>>>
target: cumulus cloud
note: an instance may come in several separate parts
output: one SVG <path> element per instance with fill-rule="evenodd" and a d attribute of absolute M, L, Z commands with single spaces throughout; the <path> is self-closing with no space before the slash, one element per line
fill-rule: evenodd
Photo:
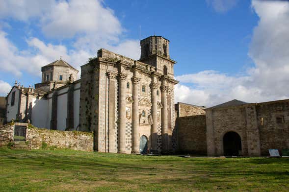
<path fill-rule="evenodd" d="M 0 80 L 0 96 L 6 96 L 11 89 L 9 83 Z"/>
<path fill-rule="evenodd" d="M 215 11 L 219 13 L 226 12 L 234 8 L 238 0 L 206 0 L 207 4 L 211 6 Z"/>
<path fill-rule="evenodd" d="M 33 21 L 49 38 L 69 40 L 66 45 L 53 44 L 27 34 L 28 48 L 19 50 L 0 30 L 0 62 L 6 64 L 0 69 L 17 76 L 22 72 L 40 75 L 41 66 L 60 56 L 79 70 L 101 48 L 139 58 L 138 41 L 120 38 L 125 29 L 101 0 L 4 0 L 0 3 L 0 19 L 6 18 L 27 24 Z"/>
<path fill-rule="evenodd" d="M 289 2 L 253 0 L 252 7 L 260 18 L 248 52 L 255 67 L 240 76 L 206 71 L 177 76 L 183 85 L 176 87 L 176 101 L 211 106 L 289 97 Z"/>

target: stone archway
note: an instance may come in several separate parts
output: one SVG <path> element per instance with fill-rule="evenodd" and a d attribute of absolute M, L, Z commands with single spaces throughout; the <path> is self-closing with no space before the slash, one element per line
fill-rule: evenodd
<path fill-rule="evenodd" d="M 223 137 L 224 156 L 238 156 L 242 150 L 241 137 L 234 131 L 227 132 Z"/>
<path fill-rule="evenodd" d="M 141 154 L 145 154 L 148 149 L 148 138 L 144 135 L 140 137 L 139 141 L 139 152 Z"/>

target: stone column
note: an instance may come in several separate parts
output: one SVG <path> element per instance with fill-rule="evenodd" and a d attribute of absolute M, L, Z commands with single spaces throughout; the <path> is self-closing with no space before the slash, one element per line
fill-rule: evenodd
<path fill-rule="evenodd" d="M 167 86 L 160 87 L 161 90 L 161 102 L 163 107 L 161 109 L 161 152 L 168 152 L 168 105 L 167 101 Z"/>
<path fill-rule="evenodd" d="M 71 84 L 67 92 L 67 118 L 66 118 L 66 130 L 74 128 L 74 84 Z"/>
<path fill-rule="evenodd" d="M 136 76 L 132 78 L 132 124 L 131 138 L 131 153 L 139 153 L 139 129 L 138 128 L 138 91 L 140 79 Z"/>
<path fill-rule="evenodd" d="M 173 92 L 173 89 L 167 88 L 167 113 L 168 113 L 168 149 L 171 151 L 172 150 L 172 104 L 171 104 L 171 94 Z"/>
<path fill-rule="evenodd" d="M 151 127 L 152 150 L 153 153 L 158 152 L 158 96 L 157 91 L 158 85 L 156 83 L 151 84 L 152 101 L 153 101 L 153 124 Z"/>
<path fill-rule="evenodd" d="M 116 81 L 116 73 L 109 72 L 107 76 L 109 78 L 109 104 L 108 104 L 108 152 L 116 152 L 115 146 L 115 84 Z"/>
<path fill-rule="evenodd" d="M 118 89 L 118 152 L 126 152 L 126 85 L 127 75 L 119 73 Z"/>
<<<
• _Énoncé du problème_
Reproduisez à l'identique l'ensemble des lignes du matériel ci-dessus, en omettant les images.

• _Solution du problème_
target: cumulus cloud
note: an instance may come in several separate parts
output: one SVG <path> element per instance with fill-rule="evenodd" and a d attribute of absolute M, L, Z commands with single spaces throughout; the <path> is self-closing with no space before the slash, one element per line
fill-rule: evenodd
Photo:
<path fill-rule="evenodd" d="M 0 80 L 0 96 L 6 96 L 11 89 L 9 83 Z"/>
<path fill-rule="evenodd" d="M 215 11 L 219 13 L 226 12 L 234 8 L 238 0 L 206 0 L 207 4 L 211 6 Z"/>
<path fill-rule="evenodd" d="M 33 21 L 49 38 L 69 40 L 66 45 L 53 44 L 27 34 L 28 48 L 19 50 L 0 30 L 0 62 L 6 64 L 0 69 L 17 76 L 22 72 L 40 75 L 41 66 L 60 56 L 79 70 L 101 48 L 139 58 L 138 41 L 120 38 L 125 29 L 101 0 L 4 0 L 0 3 L 0 19 L 6 18 L 27 24 Z"/>
<path fill-rule="evenodd" d="M 289 2 L 253 0 L 252 7 L 260 18 L 248 52 L 255 67 L 240 76 L 206 71 L 177 76 L 183 85 L 176 87 L 176 101 L 211 106 L 289 97 Z"/>

target: stone archway
note: an instance may come in several separate parts
output: one SVG <path> element per instance with fill-rule="evenodd" and a d attribute of absolute M, L, Z commands with single spaces throughout; the <path> is self-closing with no space before the slash, one element per line
fill-rule: evenodd
<path fill-rule="evenodd" d="M 223 137 L 224 156 L 238 156 L 242 150 L 241 137 L 234 131 L 227 132 Z"/>
<path fill-rule="evenodd" d="M 141 154 L 145 154 L 148 149 L 148 138 L 144 135 L 140 137 L 139 141 L 139 152 Z"/>

target: stone column
note: an instance may come in several separate parts
output: one SVG <path> element per instance with fill-rule="evenodd" and a d attribute of absolute M, L, Z commands with single spaces throughout; the <path> is self-closing with no space before the slash, one element per line
fill-rule: evenodd
<path fill-rule="evenodd" d="M 167 86 L 160 87 L 161 90 L 161 102 L 163 107 L 161 109 L 161 152 L 168 152 L 168 105 L 167 101 Z"/>
<path fill-rule="evenodd" d="M 71 84 L 67 92 L 67 118 L 66 118 L 66 130 L 74 128 L 74 84 Z"/>
<path fill-rule="evenodd" d="M 136 76 L 132 78 L 132 124 L 131 138 L 131 153 L 139 153 L 139 129 L 138 128 L 138 91 L 140 79 Z"/>
<path fill-rule="evenodd" d="M 173 92 L 173 89 L 167 88 L 167 113 L 168 113 L 168 149 L 171 151 L 172 150 L 172 104 L 171 104 L 171 94 Z"/>
<path fill-rule="evenodd" d="M 151 127 L 152 150 L 153 153 L 158 152 L 158 96 L 157 91 L 158 85 L 156 83 L 151 84 L 152 101 L 153 101 L 153 124 Z"/>
<path fill-rule="evenodd" d="M 116 81 L 116 73 L 109 72 L 107 76 L 109 78 L 109 104 L 108 104 L 108 152 L 116 152 L 115 146 L 115 84 Z"/>
<path fill-rule="evenodd" d="M 118 89 L 118 152 L 126 152 L 126 85 L 127 75 L 119 73 Z"/>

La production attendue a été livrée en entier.